● ASSIGNMENT: Go through the entries, filter for the word "this", and copy every line that has it.

● Items from a dataset:
• • • •

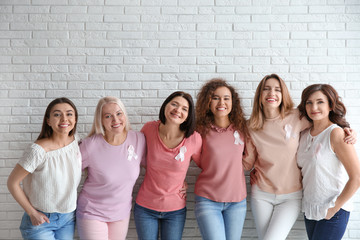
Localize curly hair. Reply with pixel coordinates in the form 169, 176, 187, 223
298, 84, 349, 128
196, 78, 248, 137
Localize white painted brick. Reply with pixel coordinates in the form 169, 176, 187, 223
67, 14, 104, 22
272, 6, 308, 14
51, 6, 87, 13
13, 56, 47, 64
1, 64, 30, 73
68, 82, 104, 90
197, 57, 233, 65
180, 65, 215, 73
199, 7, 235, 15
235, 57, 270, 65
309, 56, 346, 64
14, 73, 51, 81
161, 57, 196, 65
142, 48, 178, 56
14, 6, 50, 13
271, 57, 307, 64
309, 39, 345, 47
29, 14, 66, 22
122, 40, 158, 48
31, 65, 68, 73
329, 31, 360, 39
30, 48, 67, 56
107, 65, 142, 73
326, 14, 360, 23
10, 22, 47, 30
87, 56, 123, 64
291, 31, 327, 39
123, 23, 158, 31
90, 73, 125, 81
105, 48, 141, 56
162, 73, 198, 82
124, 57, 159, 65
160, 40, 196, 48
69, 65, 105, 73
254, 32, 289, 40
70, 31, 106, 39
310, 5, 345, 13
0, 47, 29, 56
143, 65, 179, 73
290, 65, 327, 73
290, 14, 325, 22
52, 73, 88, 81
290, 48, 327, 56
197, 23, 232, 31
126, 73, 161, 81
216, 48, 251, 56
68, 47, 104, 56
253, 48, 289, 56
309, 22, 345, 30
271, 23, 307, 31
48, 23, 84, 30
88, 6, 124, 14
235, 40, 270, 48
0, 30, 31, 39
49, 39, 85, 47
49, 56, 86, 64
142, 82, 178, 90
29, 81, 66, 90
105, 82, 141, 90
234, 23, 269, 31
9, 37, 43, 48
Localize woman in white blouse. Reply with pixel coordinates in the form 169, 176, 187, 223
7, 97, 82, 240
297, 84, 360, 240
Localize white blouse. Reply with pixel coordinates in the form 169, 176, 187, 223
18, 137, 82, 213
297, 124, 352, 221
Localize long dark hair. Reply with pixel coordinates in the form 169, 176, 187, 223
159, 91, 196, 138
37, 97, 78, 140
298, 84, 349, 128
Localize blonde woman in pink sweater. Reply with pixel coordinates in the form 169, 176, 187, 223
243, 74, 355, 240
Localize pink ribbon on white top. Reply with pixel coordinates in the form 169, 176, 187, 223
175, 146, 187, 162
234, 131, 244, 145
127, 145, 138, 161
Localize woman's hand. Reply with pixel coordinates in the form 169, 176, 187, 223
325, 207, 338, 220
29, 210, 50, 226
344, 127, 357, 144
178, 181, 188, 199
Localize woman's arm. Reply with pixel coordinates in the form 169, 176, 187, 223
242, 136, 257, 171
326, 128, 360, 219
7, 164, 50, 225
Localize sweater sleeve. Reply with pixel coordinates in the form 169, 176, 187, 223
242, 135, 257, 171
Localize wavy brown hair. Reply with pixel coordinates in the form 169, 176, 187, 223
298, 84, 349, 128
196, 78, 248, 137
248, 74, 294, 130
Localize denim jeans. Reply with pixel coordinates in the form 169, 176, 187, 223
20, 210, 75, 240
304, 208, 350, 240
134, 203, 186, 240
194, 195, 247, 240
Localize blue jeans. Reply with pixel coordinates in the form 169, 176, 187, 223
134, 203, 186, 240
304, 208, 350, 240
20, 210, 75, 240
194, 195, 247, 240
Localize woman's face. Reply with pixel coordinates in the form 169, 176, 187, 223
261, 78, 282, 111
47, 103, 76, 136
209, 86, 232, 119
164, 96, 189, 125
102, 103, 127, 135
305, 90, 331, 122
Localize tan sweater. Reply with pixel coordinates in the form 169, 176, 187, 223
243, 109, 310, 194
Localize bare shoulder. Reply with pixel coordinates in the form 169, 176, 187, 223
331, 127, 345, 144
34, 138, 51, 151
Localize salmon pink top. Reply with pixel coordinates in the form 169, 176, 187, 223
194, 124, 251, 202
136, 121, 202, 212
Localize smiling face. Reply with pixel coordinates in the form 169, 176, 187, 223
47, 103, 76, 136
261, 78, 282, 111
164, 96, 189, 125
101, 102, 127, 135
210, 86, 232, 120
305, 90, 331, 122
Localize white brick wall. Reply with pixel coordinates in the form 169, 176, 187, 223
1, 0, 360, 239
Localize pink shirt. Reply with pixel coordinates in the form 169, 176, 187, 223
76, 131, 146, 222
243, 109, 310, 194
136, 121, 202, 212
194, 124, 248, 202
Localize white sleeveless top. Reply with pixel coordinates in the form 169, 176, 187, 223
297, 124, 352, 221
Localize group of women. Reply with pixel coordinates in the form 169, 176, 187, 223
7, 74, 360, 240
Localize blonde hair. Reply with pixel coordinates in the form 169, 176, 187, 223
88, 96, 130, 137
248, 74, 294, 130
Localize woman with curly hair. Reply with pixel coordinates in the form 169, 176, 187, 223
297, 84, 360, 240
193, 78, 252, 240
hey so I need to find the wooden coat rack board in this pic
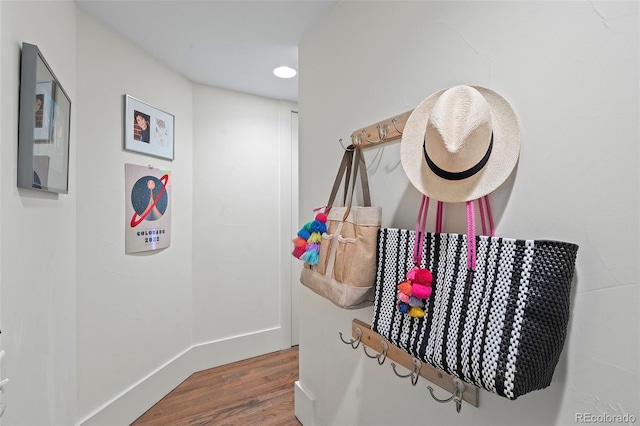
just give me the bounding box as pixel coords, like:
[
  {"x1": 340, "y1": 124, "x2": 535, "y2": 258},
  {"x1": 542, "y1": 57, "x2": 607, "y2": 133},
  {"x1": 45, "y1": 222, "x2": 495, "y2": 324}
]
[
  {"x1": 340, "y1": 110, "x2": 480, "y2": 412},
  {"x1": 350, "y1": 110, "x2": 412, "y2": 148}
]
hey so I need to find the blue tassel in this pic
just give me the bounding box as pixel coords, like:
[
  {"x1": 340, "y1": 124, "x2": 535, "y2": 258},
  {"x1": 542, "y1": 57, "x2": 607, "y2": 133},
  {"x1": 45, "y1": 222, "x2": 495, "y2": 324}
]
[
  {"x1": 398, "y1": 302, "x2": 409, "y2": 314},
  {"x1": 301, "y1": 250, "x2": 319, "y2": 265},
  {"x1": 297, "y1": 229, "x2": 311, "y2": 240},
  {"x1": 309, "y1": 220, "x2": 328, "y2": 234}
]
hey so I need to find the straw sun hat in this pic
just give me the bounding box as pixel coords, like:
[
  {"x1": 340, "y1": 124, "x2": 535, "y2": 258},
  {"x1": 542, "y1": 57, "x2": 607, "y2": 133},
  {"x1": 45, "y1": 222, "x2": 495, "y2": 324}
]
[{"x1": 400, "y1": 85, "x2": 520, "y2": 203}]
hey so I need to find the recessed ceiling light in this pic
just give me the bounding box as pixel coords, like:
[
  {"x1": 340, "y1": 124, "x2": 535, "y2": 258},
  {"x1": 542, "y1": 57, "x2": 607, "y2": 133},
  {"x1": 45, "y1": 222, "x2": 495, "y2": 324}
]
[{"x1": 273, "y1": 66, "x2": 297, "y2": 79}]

• • • •

● WRITTEN SOLUTION:
hey so I need to find the wooden coat rack board in this pic
hey so I need to find the blue tassel in this pic
hey so I need to find the straw sun hat in this pic
hey so I need to find the recessed ceiling light in this pic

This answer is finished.